Appendix - Self-orthogonalizing attractor neural networks emerging from the free energy principle

Appendix

Library imports for inline code.

import numpy as np
import seaborn as sns
from matplotlib import pyplot as plt
import scipy.integrate as integrate

sns.set(style="white")

Appendix 1¶

Continuous Bernoulli distribution

$x \sim \mathcal{CB}(L) \iff P(x) \propto e^{Lx}, \quad x \in [-1, 1]\subset \mathbb{R}$

Below we provide a Python implementation of the continuous Bernoulli distributions: $\mathcal{CB}(L)$ , parametrized by the log odds L and adjusted to the [-1,1] interval.

def CB(x, b, logodds=True):
    if not logodds:
        b=np.log(b/(1-b))
    if np.isclose(b, 0):
        return np.ones_like(x)/2
    else:
        return b * np.exp(b*x) / (2*np.sinh(b)) 
    
# Plot some examples
delta = 100
sigma = np.linspace(-1, 1, delta)
for b in np.linspace(-2, 2, 5):
    p_sigma = CB(sigma, b)
    sns.lineplot(x=sigma, y=p_sigma, label=b)

Appendix 2¶

Continuous Bernoulli distribution full derivation

Derivation of the exponential form of the continuous Bernoulli distribution, parametrized by the log odds L and adjusted to the [-1,1] interval.

$P(x; L) = \frac{e^{Lx}}{\int_{-1}^1 e^{Lx}} = \frac{e^{Lx}}{ \frac{e^L - e^{-L}}{L}} = L \frac{e^{Lx}}{2sinh(L)}$

Appendix 3¶

Visualization of the likelihood function with various parameters, in python.

delta = 100
s_i = np.linspace(-1, 1, delta)

fig, axes = plt.subplots(1, 3, figsize=(12, 3), sharey=True)
for idx, mu in enumerate([0.1, 0.5, 1]):
    for w_i in np.linspace(-2, 2, 5):
            p_mu = CB(s_i, w_i*mu)
            sns.lineplot(x=s_i, y=p_mu, ax=axes[idx], label=w_i).set(title=f"$\\mu={mu}$")

Appendix 4¶

Expected value of the $\mathcal{CB}$

\begin{align*} \mathbb{E}_{\mathcal{CB}(b)}[\sigma] &= \int \sigma \frac{ e^{b \sigma} }{ 2sinh(b) } d \sigma &= \frac{ b \left( \frac{(b-1)e^b}{b^2} + \frac{(b+1)e^-b}{b^2} \right) }{ 2sinh(b) } \\ &= \coth(b) - \frac{1}{b} \end{align*}

(1)

bs = np.linspace(-10, 10, 100)
plt.figure(figsize=(4, 1))
sns.lineplot(x=bs, y=1/np.tanh(bs) - 1/bs) # coth(b) - 1/b == 1/2 sech^2(b)
plt.show()

# [STORED ROWS]
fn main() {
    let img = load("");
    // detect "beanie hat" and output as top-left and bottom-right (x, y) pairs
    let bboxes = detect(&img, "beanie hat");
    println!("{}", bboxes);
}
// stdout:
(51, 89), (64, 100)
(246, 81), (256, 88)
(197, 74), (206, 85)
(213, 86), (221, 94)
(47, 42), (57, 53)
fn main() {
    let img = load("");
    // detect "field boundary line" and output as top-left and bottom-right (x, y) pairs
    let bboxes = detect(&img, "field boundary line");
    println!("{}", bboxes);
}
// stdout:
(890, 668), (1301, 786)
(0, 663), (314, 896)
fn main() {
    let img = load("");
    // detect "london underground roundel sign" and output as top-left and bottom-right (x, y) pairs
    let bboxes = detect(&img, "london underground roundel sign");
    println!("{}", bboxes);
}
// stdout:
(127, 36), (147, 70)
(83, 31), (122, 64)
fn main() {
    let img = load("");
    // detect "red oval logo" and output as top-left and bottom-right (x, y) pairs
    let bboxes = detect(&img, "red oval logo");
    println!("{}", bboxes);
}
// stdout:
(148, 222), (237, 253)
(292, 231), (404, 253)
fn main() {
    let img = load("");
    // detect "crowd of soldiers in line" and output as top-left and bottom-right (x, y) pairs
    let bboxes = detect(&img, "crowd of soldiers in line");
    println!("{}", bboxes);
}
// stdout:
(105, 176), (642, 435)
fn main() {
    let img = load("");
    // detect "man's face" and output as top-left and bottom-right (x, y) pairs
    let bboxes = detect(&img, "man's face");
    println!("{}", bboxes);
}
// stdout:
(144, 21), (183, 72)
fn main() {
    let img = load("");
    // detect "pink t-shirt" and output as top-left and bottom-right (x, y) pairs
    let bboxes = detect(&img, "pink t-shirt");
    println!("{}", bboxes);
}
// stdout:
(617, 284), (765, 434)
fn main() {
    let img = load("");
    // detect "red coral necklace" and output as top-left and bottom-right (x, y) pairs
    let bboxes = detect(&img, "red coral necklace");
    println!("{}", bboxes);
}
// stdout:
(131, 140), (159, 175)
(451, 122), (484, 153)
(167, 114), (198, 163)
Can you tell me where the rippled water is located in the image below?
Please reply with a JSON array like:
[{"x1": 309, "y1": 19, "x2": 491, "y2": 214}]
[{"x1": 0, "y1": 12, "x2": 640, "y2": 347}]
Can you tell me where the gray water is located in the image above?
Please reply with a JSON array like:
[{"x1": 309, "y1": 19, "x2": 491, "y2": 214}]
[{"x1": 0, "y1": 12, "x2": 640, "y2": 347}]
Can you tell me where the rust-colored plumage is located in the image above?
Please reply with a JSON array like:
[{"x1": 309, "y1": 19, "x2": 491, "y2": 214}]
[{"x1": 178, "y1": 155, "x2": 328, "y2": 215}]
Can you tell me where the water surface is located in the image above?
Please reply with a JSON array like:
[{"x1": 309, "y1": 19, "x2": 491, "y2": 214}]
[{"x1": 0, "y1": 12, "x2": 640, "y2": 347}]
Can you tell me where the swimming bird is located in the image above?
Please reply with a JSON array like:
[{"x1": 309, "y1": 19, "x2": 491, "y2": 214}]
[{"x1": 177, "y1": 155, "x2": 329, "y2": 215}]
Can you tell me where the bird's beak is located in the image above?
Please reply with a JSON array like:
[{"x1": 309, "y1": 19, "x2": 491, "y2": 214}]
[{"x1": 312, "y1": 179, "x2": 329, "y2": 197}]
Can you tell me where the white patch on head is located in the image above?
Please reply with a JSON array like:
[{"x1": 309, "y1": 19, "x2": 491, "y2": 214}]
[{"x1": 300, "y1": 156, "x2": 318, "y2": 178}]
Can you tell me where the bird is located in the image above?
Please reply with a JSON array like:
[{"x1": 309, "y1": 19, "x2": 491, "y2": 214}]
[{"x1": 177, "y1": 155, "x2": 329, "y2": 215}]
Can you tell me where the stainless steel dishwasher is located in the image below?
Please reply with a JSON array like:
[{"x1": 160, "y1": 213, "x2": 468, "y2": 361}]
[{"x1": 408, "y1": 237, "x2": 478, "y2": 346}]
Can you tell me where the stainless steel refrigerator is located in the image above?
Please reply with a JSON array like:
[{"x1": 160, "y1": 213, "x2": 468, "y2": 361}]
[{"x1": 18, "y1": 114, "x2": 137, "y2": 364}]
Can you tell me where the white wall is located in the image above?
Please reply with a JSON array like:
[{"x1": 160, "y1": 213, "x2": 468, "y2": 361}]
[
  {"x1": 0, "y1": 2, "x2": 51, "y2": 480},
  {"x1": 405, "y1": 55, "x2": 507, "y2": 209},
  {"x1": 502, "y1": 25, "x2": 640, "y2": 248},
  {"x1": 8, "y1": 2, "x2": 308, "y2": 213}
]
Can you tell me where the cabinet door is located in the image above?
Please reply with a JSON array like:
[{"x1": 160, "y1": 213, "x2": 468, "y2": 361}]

# [PROBLEM DESCRIPTION]
Reproduce the stretch of the attractor neural network appendix from "Derivation of the" through "figsize=(12, 3), sharey=True)".

# [EXERCISE OUTPUT]
Derivation of the exponential form of the continuous Bernoulli distribution, parametrized by the log odds L and adjusted to the [-1,1] interval.

$P(x; L) = \frac{e^{Lx}}{\int_{-1}^1 e^{Lx}} = \frac{e^{Lx}}{ \frac{e^L - e^{-L}}{L}} = L \frac{e^{Lx}}{2sinh(L)}$

Appendix 3¶

Visualization of the likelihood function with various parameters, in python.

delta = 100
s_i = np.linspace(-1, 1, delta)

fig, axes = plt.subplots(1, 3, figsize=(12, 3), sharey=True)